◆ **Short exercise 1**: Convert the records, from the line containing "Audit check: the dark" through the final line of the records, into a Markdown table with the columns Number and Line, one row per line, skipping blank lines and leaving out the pictures.

◆ **Passage to read**:
__________________________________________________

Think for a moment about how profoundly technology has changed the brand landscape. Just a couple of decades ago, companies looking to reach a national audience would have to spend millions on television and print advertising, direct mail or catalogues.
Think for a moment about how profoundly technology has changed the brand landscape. Just a couple of decades ago, companies looking to reach a national audience would have to spend millions on television and print advertising, direct mail or catalogues. Reaching a global audience was unthinkable for all but the largest multinational brands.
All that has changed. Today, virtually any brand owner, large or small, can reach customers and prospects around the world with minimal investment. The barriers to market entry have not merely been lowered – they have been obliterated.
The Internet, social media, digital streaming media and mobile broadband networks and smart devices have ushered in a new era of real-time, unfiltered, highly personalised, multi-channel communications that are literally rewriting the rules of brand management and marketing. They have also given rise to new threats that are forcing brand owners and their IP counsel to rethink how they view the challenge of protecting their brands. Fortunately, these same technologies have given brand owners and IP professionals new tools for managing these risks.
A double-edged sword
Just as technology has made it easier for brand owners to reach global audiences, it has also made it possible for those with criminal intent to create a convincing online storefront, posing as a well-known brand site. Whether the intention is to sell counterfeit goods or to steal personal information, consumers may have difficulty recognising that such a site is not authentic – and law enforcement may also struggle in identifying and prosecuting the offender. Technology has made anonymous crime on the Internet extremely easy.

__________________________________________________

◆ **Short exercise 2**: Reproduce the passage above on technology and brand protection word for word, in full.

◆ **Dataset records**:
__________________________________________________

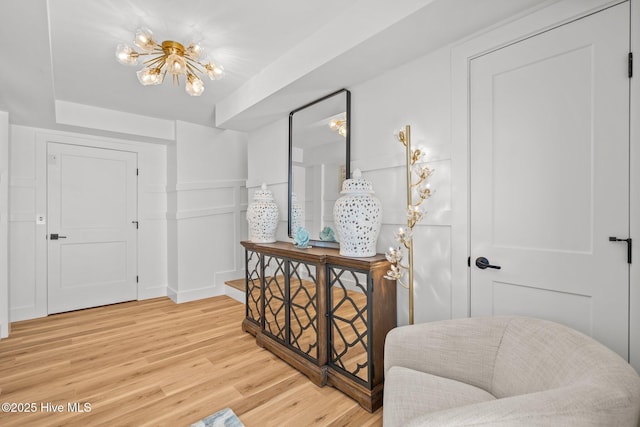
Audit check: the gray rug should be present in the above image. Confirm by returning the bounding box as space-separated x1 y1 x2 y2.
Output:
191 408 244 427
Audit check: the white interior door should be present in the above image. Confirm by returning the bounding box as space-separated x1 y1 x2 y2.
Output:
47 143 137 313
470 3 629 358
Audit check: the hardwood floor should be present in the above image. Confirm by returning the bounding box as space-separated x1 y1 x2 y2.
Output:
0 296 382 427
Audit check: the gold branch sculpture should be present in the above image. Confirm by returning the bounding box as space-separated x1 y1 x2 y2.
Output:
384 125 433 325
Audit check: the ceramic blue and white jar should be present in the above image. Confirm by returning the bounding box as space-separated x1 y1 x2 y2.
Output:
247 184 280 243
333 169 382 257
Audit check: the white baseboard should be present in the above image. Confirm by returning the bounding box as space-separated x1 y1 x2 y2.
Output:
138 286 167 301
167 286 224 304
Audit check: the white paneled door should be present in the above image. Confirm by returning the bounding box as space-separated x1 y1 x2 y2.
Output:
470 2 630 359
47 142 137 314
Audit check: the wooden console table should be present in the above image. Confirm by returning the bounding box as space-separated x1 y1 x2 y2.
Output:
241 242 396 412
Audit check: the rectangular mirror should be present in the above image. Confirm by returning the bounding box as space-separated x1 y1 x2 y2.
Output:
288 89 351 248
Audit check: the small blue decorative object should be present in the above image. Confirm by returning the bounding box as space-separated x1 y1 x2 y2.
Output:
320 227 336 242
293 227 310 249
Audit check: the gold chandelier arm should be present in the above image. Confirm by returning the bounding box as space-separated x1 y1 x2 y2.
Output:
143 56 167 68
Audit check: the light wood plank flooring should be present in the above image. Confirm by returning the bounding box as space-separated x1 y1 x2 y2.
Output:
0 296 382 427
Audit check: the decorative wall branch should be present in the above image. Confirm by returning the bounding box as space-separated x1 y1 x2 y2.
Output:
384 125 433 325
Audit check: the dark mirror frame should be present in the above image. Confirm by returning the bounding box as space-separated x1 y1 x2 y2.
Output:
287 89 351 248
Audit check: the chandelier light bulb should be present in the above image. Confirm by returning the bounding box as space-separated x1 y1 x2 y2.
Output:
136 68 164 86
184 74 204 96
167 53 187 76
186 43 204 61
133 28 156 52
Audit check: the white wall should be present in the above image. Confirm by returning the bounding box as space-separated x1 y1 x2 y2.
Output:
167 118 247 302
0 111 9 338
249 0 640 332
246 116 291 244
9 125 167 322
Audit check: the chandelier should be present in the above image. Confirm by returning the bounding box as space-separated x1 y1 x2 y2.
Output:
116 28 224 96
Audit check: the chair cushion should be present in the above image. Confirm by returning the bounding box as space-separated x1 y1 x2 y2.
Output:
382 366 495 427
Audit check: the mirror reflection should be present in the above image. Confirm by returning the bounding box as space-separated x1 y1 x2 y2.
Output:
289 89 351 247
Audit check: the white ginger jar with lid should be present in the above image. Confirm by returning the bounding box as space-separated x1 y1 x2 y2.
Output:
247 183 280 243
333 169 382 257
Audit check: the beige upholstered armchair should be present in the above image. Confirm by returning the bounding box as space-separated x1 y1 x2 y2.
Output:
383 317 640 427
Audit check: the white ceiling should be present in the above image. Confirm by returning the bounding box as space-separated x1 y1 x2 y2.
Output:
0 0 549 137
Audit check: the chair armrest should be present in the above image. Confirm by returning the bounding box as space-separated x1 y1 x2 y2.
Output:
384 317 509 392
407 384 638 427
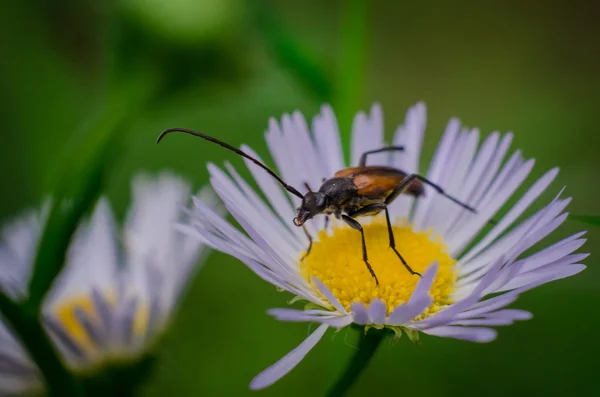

__________________________________________________

◆ **Complete response 1**:
| Number | Line |
|---|---|
| 1 | Audit check: the dark mirror frame should be present in the above image. Confirm by returning the bounding box as space-separated x1 y1 x2 y2. |
| 2 | Output: |
| 3 | 287 89 351 248 |
| 4 | Audit check: the chandelier light bulb should be present in the above image. Confirm by returning the bounding box as space-separated x1 y1 x2 y2. |
| 5 | Output: |
| 6 | 136 68 164 86 |
| 7 | 184 74 204 96 |
| 8 | 167 53 187 76 |
| 9 | 186 43 204 61 |
| 10 | 133 28 156 52 |
| 11 | Audit check: the white wall should be present in the above image. Confirm by returning the bounding box as space-separated x1 y1 x2 y2. |
| 12 | Output: |
| 13 | 167 118 247 302 |
| 14 | 0 111 9 338 |
| 15 | 249 0 640 332 |
| 16 | 246 116 291 244 |
| 17 | 9 125 167 322 |
| 18 | Audit check: the chandelier should be present in the above image. Confirm by returning the bounding box as space-separated x1 y1 x2 y2. |
| 19 | Output: |
| 20 | 116 28 224 96 |
| 21 | Audit check: the chair cushion should be present in the above image. Confirm by returning the bounding box as space-separated x1 y1 x2 y2. |
| 22 | Output: |
| 23 | 382 366 495 427 |
| 24 | Audit check: the mirror reflection should be present in the above image. Confirm by returning the bounding box as space-separated x1 y1 x2 y2. |
| 25 | Output: |
| 26 | 289 89 351 247 |
| 27 | Audit check: the white ginger jar with lid should be present in the above image. Confirm by returning the bounding box as space-separated x1 y1 x2 y2. |
| 28 | Output: |
| 29 | 247 183 280 243 |
| 30 | 333 169 382 257 |
| 31 | Audit check: the beige upholstered armchair should be present in the above image. Confirm by returning the bounding box as space-separated x1 y1 x2 y2. |
| 32 | Output: |
| 33 | 383 317 640 427 |
| 34 | Audit check: the white ceiling should be present in the above image. Confirm by returning the bounding box as space-separated x1 y1 x2 y2. |
| 35 | Output: |
| 36 | 0 0 549 137 |
| 37 | Audit check: the chair armrest should be present in the above image. Confirm by returning the bounding box as space-separated x1 y1 x2 y2. |
| 38 | Output: |
| 39 | 384 317 509 392 |
| 40 | 407 384 638 427 |

◆ **Complete response 2**:
Think for a moment about how profoundly technology has changed the brand landscape. Just a couple of decades ago, companies looking to reach a national audience would have to spend millions on television and print advertising, direct mail or catalogues.
Think for a moment about how profoundly technology has changed the brand landscape. Just a couple of decades ago, companies looking to reach a national audience would have to spend millions on television and print advertising, direct mail or catalogues. Reaching a global audience was unthinkable for all but the largest multinational brands.
All that has changed. Today, virtually any brand owner, large or small, can reach customers and prospects around the world with minimal investment. The barriers to market entry have not merely been lowered – they have been obliterated.
The Internet, social media, digital streaming media and mobile broadband networks and smart devices have ushered in a new era of real-time, unfiltered, highly personalised, multi-channel communications that are literally rewriting the rules of brand management and marketing. They have also given rise to new threats that are forcing brand owners and their IP counsel to rethink how they view the challenge of protecting their brands. Fortunately, these same technologies have given brand owners and IP professionals new tools for managing these risks.
A double-edged sword
Just as technology has made it easier for brand owners to reach global audiences, it has also made it possible for those with criminal intent to create a convincing online storefront, posing as a well-known brand site. Whether the intention is to sell counterfeit goods or to steal personal information, consumers may have difficulty recognising that such a site is not authentic – and law enforcement may also struggle in identifying and prosecuting the offender. Technology has made anonymous crime on the Internet extremely easy.